Esercizio A
Restituisca tutte le righe dei record in cui compare la stringa "rocky".

6. L’amministrazione comunale dal canto suo sostiene l’infondatezza dell’appello, atteso che non vi sarebbe alcuna commistione tra i fenomeni di inquinamento che hanno interessato il territorio comunale, che risulterebbero distinti sia come zona che come causazione. La difesa comunale evidenzia in particolare che l’ordinanza impugnata non riguarderebbe affatto l’area per la quale venne emessa l’ordinanza n. 8 del 23 aprile 1997, avendo un solo mappale coincidente. Pertanto, dell’annullamento di quest’ultima non potrebbe beneficiare l’appellante anche in considerazione del fatto che l’intervenuto annullamento riguarderebbe la sola posizione dei proprietari, avendo ritenuto illegittimo l’atto impugnato per la mancata ricerca dei responsabili dei fenomeni di inquinamento. Del pari infondato sarebbe l’argomento secondo il quale la responsabilità ricadrebbe sul comune, per il mancato compimento del progetto di bonifica proposto dalla società Cave Grandone S.r.l., considerato che il progetto non avrebbe riguardato le aree in questione.

Dati forniti
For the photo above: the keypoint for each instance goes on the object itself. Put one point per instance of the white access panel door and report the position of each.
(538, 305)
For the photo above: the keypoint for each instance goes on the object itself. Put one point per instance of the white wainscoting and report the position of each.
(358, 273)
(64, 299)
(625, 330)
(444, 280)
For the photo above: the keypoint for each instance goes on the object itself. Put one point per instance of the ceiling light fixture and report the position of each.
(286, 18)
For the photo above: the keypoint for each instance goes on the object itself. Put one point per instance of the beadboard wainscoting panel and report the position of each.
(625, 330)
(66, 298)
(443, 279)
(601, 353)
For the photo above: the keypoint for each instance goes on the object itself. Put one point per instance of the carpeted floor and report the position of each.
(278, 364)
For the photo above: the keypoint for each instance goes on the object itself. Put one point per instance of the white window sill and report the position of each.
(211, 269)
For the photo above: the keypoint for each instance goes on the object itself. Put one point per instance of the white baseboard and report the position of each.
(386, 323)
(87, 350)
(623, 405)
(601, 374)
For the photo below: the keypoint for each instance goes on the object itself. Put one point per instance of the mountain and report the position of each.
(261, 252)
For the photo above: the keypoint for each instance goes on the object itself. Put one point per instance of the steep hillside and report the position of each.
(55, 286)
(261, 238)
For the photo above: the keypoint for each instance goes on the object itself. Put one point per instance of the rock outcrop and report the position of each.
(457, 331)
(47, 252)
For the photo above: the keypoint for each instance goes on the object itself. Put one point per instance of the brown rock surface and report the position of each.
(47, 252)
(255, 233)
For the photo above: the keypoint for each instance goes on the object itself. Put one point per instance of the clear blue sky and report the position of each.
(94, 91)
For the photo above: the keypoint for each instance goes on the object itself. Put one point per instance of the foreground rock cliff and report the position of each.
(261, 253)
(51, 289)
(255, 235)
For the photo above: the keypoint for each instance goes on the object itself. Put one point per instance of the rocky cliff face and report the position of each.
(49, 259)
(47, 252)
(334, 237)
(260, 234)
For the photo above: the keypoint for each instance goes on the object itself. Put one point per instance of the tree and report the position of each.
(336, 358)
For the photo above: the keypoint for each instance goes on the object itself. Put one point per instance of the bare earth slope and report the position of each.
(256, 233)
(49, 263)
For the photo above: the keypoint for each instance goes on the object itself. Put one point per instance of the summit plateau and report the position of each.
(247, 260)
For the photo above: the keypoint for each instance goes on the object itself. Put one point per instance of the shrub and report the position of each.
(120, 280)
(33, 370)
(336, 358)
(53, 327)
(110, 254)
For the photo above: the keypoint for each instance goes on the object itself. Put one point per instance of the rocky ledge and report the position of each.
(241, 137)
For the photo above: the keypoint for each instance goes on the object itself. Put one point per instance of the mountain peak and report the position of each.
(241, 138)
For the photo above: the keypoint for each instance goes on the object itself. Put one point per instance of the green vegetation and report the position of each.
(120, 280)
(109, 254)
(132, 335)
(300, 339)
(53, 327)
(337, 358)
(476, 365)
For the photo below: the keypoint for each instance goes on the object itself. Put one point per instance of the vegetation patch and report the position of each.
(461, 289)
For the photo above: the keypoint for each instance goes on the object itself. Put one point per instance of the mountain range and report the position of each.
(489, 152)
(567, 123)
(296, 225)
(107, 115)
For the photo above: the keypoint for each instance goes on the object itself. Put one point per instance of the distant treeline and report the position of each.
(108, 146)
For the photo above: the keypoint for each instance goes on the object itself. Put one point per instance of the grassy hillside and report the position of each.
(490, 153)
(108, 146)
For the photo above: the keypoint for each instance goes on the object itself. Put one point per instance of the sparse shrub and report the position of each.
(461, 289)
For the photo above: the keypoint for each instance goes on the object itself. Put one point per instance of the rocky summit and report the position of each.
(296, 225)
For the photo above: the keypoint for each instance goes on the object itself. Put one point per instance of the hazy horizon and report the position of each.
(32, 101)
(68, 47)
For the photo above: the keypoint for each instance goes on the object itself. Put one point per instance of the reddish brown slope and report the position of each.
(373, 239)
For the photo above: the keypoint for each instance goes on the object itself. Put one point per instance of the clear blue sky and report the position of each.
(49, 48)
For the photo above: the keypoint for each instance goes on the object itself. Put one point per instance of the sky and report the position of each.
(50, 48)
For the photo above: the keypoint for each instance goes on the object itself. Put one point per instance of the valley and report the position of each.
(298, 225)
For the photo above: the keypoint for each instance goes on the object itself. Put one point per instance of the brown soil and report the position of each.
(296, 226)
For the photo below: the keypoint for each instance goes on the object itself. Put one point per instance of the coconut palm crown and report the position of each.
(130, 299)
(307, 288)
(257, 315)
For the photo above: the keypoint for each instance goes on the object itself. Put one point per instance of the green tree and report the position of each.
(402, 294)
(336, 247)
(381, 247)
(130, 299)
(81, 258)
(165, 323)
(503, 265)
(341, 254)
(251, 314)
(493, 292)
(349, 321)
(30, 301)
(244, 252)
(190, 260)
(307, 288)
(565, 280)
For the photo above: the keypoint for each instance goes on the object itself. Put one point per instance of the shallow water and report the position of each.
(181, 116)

Esercizio B
Traduca in inglese questa frase tratta dall'estratto della pagina: «La difesa comunale evidenzia in particolare che l’ordinanza impugnata non riguarderebbe affatto l’area per la quale venne emessa l’ordinanza n. 8 del 23 aprile 1997, avendo un solo mappale coincidente.»

Risposta completa A
For the photo above: the keypoint for each instance goes on the object itself. Put one point per instance of the rocky cliff face and report the position of each.
For the photo above: the keypoint for each instance goes on the object itself. Put one point per instance of the rocky ledge and report the position of each.
For the photo above: the keypoint for each instance goes on the object itself. Put one point per instance of the rocky summit and report the position of each.

Risposta completa B
The municipality's defense points out in particular that the challenged order would in no way concern the area for which order no. 8 of April 23, 1997 was issued, since only one cadastral parcel coincides.